Stated task
Using the text about the film Her Wild Oat, decide whether each statement agrees with it: (a) Her Wild Oat was shot partly in New York; (b) Moore's husband re-edited the film while she was on vacation; (c) a copy of the film was found in Prague in 2001. For each, answer yes or no and quote the deciding words.

Page
# # #

Her Wild Oat (1927) is a silent comedy film made by First National Pictures, directed by Marshall Neilan, and starring Colleen Moore. The screenplay was written by Gerald C. Duffy, based on a story by Howard Irving Young.

History
This was Moore's first film after a contract dispute between her, her husband John McCormick, and her studio First National caused the couple to suddenly leave California for New York, with the intentions of making films either with another studio or overseas. Their problems were solved and Her Wild Oat was made upon her return. Originally they had planned to make Synthetic Sin, but it was necessary to complete the film quickly. Her Wild Oat was a simple story (originally racier until rewritten by Neilan to play up the comic aspects), and could be shot entirely in California (even though it is set in the New York area... palm trees can be seen in the background of the resort supposedly on the east coast) and mostly on location and using existing sets. Colleen wrote in Silent Star that her husband, a heavy drinker, had decided to re-edit the film while Colleen was on vacation. She returned to find the tops of all the gags had been removed.

It was her second film directed by Marshall Neilan, the first being Dinty (1920). Marshall also produced Social Register (1934) with Moore, one of her last four films before retiring from Hollywood.

The film was thought to be lost but a copy was found by Hugh Neely in the Czech National Film Archive in Prague in 2001 and subsequently restored by the Academy Film Archive.

# # #

Data extract
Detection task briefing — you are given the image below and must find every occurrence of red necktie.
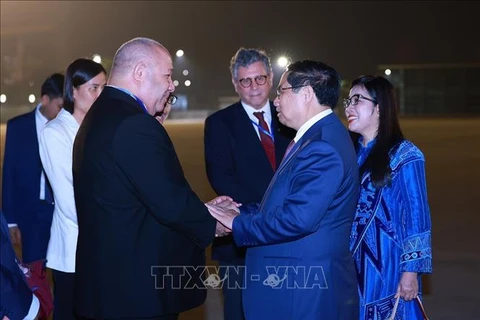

# # #

Response to the exercise
(a) No: "could be shot entirely in California"
(b) Yes: "her husband, a heavy drinker, had decided to re-edit the film while Colleen was on vacation"
(c) Yes: "a copy was found by Hugh Neely in the Czech National Film Archive in Prague in 2001"